----- Dati -----
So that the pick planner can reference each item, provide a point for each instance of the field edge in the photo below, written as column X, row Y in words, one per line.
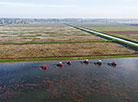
column 66, row 58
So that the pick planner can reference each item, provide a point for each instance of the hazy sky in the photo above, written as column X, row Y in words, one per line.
column 69, row 8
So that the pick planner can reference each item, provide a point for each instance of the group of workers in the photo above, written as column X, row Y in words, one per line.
column 60, row 64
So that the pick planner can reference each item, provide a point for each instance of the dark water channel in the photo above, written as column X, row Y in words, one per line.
column 24, row 82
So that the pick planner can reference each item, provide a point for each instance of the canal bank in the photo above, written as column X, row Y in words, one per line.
column 125, row 42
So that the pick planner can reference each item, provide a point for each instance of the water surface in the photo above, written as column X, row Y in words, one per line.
column 24, row 82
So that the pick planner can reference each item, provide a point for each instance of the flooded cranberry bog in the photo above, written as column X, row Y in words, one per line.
column 78, row 82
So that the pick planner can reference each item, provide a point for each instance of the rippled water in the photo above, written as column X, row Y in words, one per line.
column 24, row 82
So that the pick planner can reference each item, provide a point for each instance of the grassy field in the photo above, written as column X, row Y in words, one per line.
column 63, row 50
column 125, row 30
column 42, row 33
column 55, row 41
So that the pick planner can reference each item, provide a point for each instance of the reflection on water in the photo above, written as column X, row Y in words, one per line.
column 24, row 82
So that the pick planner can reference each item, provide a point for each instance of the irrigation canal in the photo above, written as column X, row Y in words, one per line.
column 105, row 35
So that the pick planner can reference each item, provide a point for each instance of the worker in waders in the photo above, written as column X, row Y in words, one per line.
column 114, row 63
column 98, row 63
column 69, row 62
column 86, row 61
column 43, row 67
column 60, row 64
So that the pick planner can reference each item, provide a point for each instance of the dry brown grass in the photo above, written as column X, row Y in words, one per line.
column 46, row 39
column 49, row 50
column 42, row 28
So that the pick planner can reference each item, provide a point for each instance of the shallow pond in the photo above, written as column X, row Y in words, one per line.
column 79, row 82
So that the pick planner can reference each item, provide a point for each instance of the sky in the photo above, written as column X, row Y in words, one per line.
-----
## Problema assegnato
Ricopia senza alcuna modifica soltanto le righe dei dati che vanno da quella contenente "of the canal" fino a quella contenente "column 105, row 35", incluse entrambe.

## Soluzione scritta
So that the pick planner can reference each item, provide a point for each instance of the canal bank in the photo above, written as column X, row Y in words, one per line.
column 125, row 42
So that the pick planner can reference each item, provide a point for each instance of the water surface in the photo above, written as column X, row Y in words, one per line.
column 24, row 82
So that the pick planner can reference each item, provide a point for each instance of the flooded cranberry bog in the photo above, written as column X, row Y in words, one per line.
column 78, row 82
So that the pick planner can reference each item, provide a point for each instance of the rippled water in the photo above, written as column X, row Y in words, one per line.
column 24, row 82
So that the pick planner can reference each item, provide a point for each instance of the grassy field in the photo above, written as column X, row Y in words, one per line.
column 63, row 50
column 125, row 30
column 42, row 33
column 55, row 41
So that the pick planner can reference each item, provide a point for each instance of the reflection on water in the photo above, written as column X, row Y in words, one per line.
column 24, row 82
So that the pick planner can reference each item, provide a point for each instance of the irrigation canal in the photo above, written as column X, row Y in words, one per line.
column 105, row 35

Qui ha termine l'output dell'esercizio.